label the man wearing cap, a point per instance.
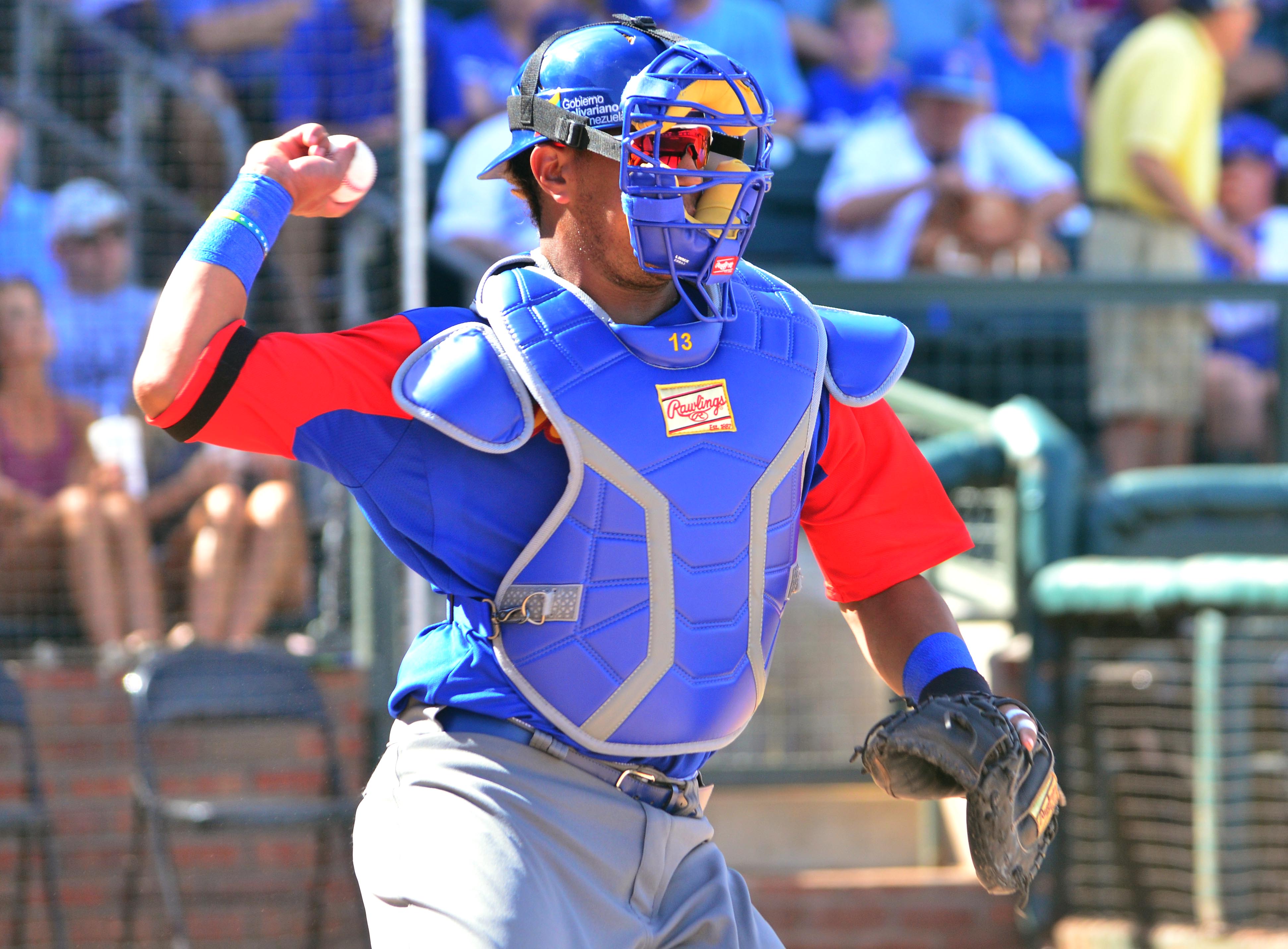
(1241, 367)
(605, 465)
(98, 315)
(1153, 161)
(885, 177)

- [CHALLENGE]: Extract each line from the records above that contains the word "label". Case counts.

- [SOLUTION TO THE PROBLEM]:
label the man wearing cap, a point per instance.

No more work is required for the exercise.